**INSTRUCTION:** Recast the entries below as a JSON list of strings, one string per line and no blank lines, starting at the line that contains "Look at the image above and tell me: does any baked" and ending with the final line of the entries.

**SUPPLIED MATERIAL:**
===
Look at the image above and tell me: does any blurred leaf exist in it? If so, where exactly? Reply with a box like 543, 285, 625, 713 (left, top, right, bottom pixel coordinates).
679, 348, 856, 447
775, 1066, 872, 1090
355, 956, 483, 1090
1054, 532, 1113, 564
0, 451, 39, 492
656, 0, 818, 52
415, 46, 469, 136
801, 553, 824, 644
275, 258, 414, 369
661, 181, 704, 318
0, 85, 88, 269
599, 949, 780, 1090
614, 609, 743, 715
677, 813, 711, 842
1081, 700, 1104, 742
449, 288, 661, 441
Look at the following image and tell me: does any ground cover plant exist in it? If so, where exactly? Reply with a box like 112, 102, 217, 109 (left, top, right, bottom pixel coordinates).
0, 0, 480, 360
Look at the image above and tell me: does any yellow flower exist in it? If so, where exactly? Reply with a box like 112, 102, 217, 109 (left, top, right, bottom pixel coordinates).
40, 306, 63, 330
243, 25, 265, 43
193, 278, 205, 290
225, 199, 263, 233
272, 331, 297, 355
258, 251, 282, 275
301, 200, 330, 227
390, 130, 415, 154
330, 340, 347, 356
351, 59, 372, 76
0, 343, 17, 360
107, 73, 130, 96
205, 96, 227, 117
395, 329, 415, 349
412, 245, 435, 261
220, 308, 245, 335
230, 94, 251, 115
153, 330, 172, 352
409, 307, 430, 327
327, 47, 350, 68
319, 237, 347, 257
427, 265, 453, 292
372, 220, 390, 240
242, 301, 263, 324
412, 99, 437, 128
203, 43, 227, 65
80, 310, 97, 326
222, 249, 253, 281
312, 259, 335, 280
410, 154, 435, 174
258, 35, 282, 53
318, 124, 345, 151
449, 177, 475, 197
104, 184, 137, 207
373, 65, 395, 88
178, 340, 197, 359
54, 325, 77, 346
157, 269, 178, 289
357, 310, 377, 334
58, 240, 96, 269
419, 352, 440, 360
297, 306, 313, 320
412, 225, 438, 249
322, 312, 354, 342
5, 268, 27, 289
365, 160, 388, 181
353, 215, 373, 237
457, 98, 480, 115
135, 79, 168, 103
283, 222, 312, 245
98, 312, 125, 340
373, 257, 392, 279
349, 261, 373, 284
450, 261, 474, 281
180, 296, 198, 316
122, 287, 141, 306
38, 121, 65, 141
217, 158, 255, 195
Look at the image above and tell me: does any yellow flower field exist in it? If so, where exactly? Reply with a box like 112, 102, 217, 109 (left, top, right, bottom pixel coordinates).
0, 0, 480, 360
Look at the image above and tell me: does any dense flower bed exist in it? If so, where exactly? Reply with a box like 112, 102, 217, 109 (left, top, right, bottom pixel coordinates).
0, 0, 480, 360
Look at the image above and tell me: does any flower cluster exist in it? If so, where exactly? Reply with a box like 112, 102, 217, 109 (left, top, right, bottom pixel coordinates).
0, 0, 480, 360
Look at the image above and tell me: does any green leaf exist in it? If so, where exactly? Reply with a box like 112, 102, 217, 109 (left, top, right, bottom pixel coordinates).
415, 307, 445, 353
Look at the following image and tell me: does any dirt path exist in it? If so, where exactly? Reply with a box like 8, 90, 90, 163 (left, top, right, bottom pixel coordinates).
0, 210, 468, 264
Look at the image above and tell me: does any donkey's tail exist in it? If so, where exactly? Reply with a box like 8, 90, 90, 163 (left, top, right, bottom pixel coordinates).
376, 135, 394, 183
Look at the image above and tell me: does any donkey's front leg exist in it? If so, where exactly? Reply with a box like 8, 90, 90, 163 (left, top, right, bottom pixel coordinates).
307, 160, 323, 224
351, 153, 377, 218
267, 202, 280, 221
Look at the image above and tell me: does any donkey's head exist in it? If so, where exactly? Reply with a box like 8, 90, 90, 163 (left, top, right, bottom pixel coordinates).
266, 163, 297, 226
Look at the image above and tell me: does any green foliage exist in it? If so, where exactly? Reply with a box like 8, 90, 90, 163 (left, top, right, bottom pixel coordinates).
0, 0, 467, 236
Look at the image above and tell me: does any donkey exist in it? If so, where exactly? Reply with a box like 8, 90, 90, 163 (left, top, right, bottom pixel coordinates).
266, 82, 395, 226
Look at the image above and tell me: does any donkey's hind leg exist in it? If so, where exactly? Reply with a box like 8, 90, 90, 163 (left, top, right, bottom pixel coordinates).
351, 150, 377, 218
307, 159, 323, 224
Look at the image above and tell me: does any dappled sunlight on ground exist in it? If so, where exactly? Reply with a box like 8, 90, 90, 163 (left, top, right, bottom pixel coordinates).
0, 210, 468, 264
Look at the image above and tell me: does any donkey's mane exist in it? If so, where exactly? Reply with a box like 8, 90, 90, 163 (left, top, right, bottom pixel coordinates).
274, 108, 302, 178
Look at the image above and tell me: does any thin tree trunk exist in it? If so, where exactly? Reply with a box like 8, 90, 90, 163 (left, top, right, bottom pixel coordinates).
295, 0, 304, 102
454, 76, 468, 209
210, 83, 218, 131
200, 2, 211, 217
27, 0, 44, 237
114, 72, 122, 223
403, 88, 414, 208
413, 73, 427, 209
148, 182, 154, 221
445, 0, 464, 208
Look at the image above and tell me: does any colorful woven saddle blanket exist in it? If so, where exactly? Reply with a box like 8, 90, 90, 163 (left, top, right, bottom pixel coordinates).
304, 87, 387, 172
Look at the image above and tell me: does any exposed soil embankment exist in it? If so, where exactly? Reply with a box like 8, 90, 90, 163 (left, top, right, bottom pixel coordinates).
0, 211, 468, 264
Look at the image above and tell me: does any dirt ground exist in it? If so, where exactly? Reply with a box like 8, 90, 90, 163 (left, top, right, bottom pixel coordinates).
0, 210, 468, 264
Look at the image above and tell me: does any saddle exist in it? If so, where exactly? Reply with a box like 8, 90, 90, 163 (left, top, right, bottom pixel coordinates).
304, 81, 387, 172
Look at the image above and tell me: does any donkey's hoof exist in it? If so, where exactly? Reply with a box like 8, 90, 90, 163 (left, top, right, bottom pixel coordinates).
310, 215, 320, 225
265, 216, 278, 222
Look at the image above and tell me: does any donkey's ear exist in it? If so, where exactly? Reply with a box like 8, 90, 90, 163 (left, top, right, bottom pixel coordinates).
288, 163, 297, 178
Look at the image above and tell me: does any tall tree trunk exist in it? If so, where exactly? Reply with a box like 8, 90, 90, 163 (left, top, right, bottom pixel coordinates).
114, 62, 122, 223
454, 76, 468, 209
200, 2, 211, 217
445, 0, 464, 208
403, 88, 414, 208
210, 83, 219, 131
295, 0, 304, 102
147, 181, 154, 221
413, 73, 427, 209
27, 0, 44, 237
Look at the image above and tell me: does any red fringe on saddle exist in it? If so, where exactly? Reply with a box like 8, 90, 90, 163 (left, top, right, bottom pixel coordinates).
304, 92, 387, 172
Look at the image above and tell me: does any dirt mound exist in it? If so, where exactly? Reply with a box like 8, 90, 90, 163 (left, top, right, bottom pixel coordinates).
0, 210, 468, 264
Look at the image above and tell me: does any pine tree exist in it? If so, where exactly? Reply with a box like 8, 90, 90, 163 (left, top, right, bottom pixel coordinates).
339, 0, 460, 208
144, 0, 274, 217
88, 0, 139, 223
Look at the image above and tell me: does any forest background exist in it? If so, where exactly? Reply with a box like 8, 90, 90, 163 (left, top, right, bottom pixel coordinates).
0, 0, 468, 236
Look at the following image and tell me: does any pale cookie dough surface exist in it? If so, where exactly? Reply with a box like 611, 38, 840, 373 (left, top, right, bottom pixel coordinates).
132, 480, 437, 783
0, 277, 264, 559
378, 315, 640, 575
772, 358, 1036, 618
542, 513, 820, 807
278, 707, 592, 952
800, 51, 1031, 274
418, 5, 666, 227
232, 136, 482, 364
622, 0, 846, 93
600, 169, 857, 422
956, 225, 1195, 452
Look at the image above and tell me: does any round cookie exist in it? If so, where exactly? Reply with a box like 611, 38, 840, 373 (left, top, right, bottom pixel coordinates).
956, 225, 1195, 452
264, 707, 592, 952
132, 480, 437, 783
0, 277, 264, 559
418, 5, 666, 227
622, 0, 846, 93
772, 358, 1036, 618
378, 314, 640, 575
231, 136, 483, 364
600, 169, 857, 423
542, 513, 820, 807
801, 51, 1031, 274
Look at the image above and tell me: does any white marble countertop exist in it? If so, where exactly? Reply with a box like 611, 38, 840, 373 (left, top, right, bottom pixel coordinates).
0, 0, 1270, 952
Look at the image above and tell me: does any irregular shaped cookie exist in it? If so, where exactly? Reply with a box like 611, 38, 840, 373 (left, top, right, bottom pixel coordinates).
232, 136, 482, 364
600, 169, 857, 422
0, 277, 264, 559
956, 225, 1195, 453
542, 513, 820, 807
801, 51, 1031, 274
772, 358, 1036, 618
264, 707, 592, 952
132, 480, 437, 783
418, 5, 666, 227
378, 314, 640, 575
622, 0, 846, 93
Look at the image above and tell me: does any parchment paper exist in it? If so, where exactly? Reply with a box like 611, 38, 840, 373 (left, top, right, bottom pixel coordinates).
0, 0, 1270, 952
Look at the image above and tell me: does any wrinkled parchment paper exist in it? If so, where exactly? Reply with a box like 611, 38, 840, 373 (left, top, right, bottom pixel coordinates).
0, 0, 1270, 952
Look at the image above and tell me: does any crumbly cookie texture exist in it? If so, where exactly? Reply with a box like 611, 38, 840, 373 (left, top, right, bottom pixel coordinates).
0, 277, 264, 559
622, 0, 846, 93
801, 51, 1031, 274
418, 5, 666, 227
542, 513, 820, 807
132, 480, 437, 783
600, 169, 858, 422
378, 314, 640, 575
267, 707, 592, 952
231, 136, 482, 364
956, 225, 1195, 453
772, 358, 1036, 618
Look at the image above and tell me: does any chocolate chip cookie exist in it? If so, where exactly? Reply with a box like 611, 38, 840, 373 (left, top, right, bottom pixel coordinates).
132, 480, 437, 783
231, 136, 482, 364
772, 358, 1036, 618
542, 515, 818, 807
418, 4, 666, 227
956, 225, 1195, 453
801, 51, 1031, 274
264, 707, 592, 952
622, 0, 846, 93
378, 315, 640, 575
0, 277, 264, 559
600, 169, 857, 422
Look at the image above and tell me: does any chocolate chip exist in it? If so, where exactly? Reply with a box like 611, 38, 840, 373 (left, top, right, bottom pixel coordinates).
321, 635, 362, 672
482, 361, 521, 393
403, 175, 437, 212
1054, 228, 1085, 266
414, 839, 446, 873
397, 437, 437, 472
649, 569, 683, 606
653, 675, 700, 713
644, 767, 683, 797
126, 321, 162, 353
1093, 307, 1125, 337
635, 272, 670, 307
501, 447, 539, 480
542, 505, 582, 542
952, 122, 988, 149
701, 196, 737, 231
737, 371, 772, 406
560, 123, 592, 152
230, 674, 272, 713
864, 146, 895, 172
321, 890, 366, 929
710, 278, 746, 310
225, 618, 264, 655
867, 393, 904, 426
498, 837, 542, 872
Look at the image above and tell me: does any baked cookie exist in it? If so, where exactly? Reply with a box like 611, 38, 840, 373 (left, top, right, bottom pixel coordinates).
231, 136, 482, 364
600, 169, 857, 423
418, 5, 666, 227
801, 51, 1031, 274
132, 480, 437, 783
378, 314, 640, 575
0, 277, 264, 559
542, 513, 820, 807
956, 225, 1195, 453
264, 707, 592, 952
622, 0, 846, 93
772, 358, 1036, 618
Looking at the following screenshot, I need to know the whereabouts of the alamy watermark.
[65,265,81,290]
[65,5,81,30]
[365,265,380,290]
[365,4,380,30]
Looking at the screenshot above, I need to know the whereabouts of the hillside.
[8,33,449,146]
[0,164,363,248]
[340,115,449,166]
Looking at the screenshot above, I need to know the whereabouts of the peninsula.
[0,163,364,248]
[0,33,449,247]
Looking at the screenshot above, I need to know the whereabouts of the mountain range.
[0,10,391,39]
===
**ANSWER IN FULL:**
[
  "Look at the image above and tell me: does any baked cookie exist in it? If so, where exactly? Reply with a box like 611, 38, 840, 373 (left, top, right, bottom pixel coordinates).",
  "231, 136, 482, 364",
  "600, 169, 857, 423",
  "418, 5, 666, 227",
  "801, 51, 1031, 274",
  "132, 480, 437, 783",
  "378, 314, 640, 575",
  "0, 277, 264, 559",
  "542, 513, 820, 807",
  "956, 225, 1195, 453",
  "264, 707, 592, 952",
  "622, 0, 846, 93",
  "772, 358, 1036, 618",
  "Looking at the following screenshot, I need to know the whereabouts of the alamy watermark.",
  "[65,265,81,290]",
  "[65,5,81,30]",
  "[365,265,380,290]",
  "[365,4,380,30]",
  "Looking at the screenshot above, I need to know the whereabouts of the hillside.",
  "[8,33,449,146]",
  "[0,164,363,248]",
  "[340,115,449,166]",
  "Looking at the screenshot above, I need to know the whereabouts of the peninsula.",
  "[0,163,364,248]",
  "[0,33,449,247]",
  "Looking at the screenshot above, I need to know the whereabouts of the mountain range.",
  "[0,10,391,39]"
]